_Short task_
Print the following lines verbatim, starting at the line that has "the tree foliage" and continuing through the end of the records.
§ §
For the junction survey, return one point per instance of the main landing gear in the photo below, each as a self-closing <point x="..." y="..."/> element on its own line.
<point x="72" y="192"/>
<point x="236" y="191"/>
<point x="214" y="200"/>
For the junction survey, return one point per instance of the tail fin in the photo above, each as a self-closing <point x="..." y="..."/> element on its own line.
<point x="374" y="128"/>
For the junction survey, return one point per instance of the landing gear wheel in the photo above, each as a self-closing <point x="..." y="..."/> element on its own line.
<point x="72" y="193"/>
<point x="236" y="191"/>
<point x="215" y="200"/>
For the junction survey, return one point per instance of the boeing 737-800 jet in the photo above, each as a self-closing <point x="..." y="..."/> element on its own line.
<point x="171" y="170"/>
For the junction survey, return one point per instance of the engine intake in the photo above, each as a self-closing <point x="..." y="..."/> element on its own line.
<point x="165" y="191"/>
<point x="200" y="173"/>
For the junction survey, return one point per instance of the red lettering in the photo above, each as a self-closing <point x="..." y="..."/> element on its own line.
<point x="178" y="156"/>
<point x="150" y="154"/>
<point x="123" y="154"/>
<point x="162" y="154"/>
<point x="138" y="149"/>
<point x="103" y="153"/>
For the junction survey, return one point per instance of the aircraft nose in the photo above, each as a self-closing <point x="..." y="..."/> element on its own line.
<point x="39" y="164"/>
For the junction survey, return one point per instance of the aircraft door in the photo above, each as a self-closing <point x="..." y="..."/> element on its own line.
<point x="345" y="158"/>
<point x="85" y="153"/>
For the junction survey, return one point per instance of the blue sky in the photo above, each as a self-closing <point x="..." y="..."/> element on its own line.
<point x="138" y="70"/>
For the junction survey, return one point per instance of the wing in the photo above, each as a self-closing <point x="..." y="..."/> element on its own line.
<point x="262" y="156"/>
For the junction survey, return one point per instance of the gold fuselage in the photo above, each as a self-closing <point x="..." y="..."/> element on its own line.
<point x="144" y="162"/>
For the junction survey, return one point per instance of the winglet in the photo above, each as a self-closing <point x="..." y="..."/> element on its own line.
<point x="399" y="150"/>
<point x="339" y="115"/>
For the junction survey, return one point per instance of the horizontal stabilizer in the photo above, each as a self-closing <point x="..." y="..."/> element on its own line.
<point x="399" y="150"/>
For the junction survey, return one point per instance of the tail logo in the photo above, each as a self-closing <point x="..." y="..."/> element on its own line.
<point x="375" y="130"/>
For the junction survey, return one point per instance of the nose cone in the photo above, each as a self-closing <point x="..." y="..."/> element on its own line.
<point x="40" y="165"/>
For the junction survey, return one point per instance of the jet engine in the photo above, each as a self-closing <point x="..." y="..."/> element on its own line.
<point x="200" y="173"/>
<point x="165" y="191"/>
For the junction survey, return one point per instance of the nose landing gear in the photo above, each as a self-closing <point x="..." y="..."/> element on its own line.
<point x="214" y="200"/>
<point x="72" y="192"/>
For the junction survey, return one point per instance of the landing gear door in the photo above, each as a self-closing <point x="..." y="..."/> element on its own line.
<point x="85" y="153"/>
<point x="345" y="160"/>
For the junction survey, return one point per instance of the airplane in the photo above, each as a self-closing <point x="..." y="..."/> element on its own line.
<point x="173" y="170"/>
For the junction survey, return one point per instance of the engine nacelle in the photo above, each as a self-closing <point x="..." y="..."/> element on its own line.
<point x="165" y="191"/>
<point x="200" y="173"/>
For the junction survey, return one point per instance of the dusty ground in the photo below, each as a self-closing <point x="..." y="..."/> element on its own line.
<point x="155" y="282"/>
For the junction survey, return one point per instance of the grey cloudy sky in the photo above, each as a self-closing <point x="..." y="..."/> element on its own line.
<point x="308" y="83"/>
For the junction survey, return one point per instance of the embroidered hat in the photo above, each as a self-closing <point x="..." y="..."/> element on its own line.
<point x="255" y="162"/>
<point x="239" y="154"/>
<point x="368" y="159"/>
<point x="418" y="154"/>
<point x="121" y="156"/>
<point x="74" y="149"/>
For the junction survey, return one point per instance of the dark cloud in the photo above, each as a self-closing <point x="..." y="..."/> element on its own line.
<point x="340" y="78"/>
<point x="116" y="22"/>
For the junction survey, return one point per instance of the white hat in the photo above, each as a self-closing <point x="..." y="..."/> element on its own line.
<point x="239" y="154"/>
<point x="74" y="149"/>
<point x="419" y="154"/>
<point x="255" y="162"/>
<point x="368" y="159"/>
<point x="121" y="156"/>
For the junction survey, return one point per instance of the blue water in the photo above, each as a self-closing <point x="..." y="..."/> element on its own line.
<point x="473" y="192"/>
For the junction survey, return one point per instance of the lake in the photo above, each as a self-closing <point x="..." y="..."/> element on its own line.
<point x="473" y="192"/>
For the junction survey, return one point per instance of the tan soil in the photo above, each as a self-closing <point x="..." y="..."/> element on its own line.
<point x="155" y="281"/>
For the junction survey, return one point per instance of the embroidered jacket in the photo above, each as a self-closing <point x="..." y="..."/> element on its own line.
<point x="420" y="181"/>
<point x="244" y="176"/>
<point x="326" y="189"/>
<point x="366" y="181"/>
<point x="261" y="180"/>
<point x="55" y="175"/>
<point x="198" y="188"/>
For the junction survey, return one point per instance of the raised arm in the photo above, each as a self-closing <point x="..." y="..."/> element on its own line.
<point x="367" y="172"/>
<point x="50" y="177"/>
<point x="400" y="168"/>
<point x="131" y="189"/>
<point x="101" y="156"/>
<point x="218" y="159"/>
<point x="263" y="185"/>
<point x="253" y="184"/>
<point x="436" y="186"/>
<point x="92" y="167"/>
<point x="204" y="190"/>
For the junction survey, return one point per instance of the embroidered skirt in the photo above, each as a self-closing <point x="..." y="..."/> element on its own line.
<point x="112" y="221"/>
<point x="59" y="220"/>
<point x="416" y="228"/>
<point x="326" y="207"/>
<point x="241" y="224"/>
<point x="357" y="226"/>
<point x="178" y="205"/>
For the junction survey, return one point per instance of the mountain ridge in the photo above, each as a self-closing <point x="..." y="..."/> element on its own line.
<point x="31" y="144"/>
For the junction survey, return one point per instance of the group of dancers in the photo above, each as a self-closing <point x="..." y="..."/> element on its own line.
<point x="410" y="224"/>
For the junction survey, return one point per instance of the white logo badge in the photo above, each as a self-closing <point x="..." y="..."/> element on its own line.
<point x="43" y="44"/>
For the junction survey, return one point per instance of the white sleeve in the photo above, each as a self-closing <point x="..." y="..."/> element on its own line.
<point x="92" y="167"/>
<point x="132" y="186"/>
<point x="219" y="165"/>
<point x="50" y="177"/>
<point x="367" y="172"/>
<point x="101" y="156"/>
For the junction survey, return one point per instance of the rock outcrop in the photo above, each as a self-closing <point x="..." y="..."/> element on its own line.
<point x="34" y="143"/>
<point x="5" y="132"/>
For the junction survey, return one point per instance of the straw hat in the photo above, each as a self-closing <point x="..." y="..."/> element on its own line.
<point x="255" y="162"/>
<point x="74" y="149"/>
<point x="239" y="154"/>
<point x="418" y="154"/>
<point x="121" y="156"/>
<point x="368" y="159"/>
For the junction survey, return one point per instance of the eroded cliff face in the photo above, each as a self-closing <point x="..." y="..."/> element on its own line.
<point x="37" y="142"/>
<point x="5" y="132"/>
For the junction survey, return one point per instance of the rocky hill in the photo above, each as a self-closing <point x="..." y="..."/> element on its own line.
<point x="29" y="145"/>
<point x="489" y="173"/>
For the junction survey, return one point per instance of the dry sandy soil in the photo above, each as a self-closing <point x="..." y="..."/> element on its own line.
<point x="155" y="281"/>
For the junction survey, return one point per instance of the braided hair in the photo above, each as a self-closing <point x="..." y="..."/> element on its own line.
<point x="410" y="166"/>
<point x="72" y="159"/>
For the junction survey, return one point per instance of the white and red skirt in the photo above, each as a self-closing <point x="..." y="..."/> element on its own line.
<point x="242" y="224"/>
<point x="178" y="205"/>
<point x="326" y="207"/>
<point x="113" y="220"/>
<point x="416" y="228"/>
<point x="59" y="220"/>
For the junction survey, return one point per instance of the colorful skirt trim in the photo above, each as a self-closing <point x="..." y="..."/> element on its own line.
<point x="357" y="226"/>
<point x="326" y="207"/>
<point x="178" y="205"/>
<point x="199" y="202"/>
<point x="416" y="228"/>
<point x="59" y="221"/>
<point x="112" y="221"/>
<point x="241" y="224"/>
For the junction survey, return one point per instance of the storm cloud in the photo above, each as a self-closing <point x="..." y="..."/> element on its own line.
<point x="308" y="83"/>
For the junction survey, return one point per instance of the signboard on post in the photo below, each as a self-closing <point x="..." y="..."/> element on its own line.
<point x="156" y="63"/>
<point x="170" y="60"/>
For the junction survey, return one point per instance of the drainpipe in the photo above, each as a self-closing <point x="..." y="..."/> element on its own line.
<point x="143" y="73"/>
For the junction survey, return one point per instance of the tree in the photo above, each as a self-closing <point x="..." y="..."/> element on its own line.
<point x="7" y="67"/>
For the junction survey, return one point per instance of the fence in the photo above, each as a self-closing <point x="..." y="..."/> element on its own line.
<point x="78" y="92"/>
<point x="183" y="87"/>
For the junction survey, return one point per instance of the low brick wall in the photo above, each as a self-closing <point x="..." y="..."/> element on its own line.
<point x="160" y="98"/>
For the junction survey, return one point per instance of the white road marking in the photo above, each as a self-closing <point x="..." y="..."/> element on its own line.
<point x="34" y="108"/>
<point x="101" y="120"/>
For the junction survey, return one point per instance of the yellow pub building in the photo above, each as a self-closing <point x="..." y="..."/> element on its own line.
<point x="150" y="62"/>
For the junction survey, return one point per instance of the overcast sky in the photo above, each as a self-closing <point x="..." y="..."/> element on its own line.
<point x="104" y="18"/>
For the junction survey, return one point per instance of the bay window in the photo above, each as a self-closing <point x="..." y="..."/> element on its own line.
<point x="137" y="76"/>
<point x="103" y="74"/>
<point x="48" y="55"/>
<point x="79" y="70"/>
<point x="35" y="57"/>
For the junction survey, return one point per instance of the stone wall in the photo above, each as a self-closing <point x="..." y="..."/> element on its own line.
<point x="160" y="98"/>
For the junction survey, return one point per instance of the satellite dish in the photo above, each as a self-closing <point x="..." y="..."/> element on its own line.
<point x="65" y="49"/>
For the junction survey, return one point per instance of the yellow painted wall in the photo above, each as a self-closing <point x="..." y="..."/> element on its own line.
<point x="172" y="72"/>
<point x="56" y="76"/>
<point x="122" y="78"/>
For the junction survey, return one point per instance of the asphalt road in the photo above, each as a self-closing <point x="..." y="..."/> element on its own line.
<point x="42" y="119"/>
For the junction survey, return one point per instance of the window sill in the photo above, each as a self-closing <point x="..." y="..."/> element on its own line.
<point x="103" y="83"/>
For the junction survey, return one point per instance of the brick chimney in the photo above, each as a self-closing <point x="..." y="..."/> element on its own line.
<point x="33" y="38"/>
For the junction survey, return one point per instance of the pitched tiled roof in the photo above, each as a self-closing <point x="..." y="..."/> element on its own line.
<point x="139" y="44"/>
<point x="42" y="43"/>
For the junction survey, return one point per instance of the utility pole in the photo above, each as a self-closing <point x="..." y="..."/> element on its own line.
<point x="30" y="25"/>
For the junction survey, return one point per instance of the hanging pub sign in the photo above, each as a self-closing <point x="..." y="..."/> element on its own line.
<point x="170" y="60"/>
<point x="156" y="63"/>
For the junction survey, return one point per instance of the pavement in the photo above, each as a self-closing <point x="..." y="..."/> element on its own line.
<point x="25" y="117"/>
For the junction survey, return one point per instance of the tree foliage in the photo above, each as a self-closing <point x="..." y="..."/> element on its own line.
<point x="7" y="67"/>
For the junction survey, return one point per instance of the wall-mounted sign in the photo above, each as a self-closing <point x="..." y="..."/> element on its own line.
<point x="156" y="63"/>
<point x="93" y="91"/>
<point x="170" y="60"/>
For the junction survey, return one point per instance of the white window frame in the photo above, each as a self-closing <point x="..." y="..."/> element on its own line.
§ §
_Correct answer_
For the junction survey, return one point per instance of the tree foliage in the photo above, each as a self-closing <point x="..." y="..."/> element on its own line.
<point x="7" y="67"/>
For the junction survey, return one point per instance of the wall-mounted sign in the photo above, each as a self-closing <point x="..." y="..."/> element on its own line.
<point x="156" y="63"/>
<point x="93" y="91"/>
<point x="170" y="60"/>
For the junction survey, return one point per instance of the white window frame in the photo above, each as a self-closing <point x="..." y="..."/> element on its own line.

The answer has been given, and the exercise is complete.